Search code examples
pythonseleniumweb-scrapingbeautifulsoupweb-search

Automate web search without API


I'm trying to automatically pull information from this website for a set of values. I have a list of start and destination ports e.g. THEODOSIA and KERCH and I need to extract the calculated distance, speed and days for each start-destination combination. Can someone please advise on how to achieve this in Python? Another potential hurdle is that the ports in my list have 'short names' e.g. THEODOSIA which stands for Port of Theodosia, Ukraine. When you enter THEODOSIA in the search the website offers an auto-complete suggestion so that's fine for a manual search. However, I'm not sure how that works in automated searches.

I'm completely inexperienced in web scraping/searching so started writing the below code after reading a few online articles but have reached a dead end and don't think my code is of any use.

from selenium import webdriver
from bs4 import BeautifulSoup
import pandas as pd
from webdriver_manager.chrome import ChromeDriverManager
import requests

#Example start and destination port values
df = pd.DataFrame({'StartPort':['THEODOSIA', 'ROSTOV'], 'DestinationPort':['KERCH', 'MARSEILLE']})

r = requests.get('http://ports.com/sea-route/')
soup = BeautifulSoup(r.content, 'html.parser')
rows = soup.findAll('tr', {"class": "span-7 prepend-top"})

startport = []
for a in soup.findAll('a',href=True, attrs={'class':"span-7 prepend-top"}):
    startport=a.find('div', attrs={'class':"span-7 title ac_input"})

## [Record set]
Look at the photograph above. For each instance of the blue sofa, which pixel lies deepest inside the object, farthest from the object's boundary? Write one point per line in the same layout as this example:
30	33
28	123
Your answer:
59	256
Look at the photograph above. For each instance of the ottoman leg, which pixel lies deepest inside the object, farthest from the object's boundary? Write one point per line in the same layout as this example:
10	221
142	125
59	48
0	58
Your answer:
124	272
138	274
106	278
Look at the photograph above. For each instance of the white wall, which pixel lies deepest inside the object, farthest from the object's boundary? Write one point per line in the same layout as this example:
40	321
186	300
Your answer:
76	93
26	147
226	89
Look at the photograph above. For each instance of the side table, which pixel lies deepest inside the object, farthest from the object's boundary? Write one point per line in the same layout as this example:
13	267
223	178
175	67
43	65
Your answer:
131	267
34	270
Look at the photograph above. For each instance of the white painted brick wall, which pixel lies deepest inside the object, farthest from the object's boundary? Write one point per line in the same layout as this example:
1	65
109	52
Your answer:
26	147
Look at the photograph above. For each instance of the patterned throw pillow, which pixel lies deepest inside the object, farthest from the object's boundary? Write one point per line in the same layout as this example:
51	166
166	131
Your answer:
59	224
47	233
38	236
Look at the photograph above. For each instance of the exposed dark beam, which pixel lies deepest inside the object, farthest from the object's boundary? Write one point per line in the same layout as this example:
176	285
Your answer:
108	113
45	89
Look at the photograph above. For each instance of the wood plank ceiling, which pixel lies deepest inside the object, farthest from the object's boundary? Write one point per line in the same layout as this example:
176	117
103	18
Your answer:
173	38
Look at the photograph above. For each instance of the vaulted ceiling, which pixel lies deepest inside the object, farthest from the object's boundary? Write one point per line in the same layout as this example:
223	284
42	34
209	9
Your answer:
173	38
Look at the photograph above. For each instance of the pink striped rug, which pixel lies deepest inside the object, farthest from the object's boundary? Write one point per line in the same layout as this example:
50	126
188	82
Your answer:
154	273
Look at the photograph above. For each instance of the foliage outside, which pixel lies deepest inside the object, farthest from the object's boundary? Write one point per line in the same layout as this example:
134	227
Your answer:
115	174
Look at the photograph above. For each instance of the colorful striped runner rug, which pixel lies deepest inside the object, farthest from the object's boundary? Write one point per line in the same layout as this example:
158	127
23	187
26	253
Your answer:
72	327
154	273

## [Actions to take]
a. In the web search automation post, which three values does the poster need to extract for each start-destination pair?
b. According to the web search automation post, why might the ports' short names be a hurdle for an automated search?
c. Extend the web search automation post, picking up right after the last line of its code.

## [Task answers]
a. The calculated distance, speed and days.

b. A short name such as THEODOSIA stands for a fuller name, Port of Theodosia, Ukraine. In a manual search the website offers an auto-complete suggestion. The poster is unsure how that works in an automated search.

c.
Solution

  • You can use their API to get full port names. Then use these names to obtain distance, speed and days at sea.

    For example:

    import requests
    from bs4 import BeautifulSoup
    
    
    from_ = 'Theodosia'
    to_ = 'Kerch'
    
    find_port_url = 'http://ports.com/aj/findport/'
    route_url = 'http://ports.com/aj/sea-route/'
    
    def find_port(port_name):
        return requests.get(find_port_url, params={'q': port_name, 'limit': 1}).text.split('|')[0]
    
    def find_route(f, t):
        data = requests.get(route_url, params={'a':0, 'b':0, 'c': f.split(',')[0], 'd': t.split(',')[0]}, headers={'X-Requested-With': 'XMLHttpRequest'}).json()
        return data['cost']['nauticalmiles'], data['default_speed'], data['days_at_sea']
    
    
    f = find_port(from_)
    t = find_port(to_)
    
    nm, speed, days = find_route(f, t)
    print('Distance: {} nm Speed: {} Days at sea: {:.1f}'.format(nm, speed, days))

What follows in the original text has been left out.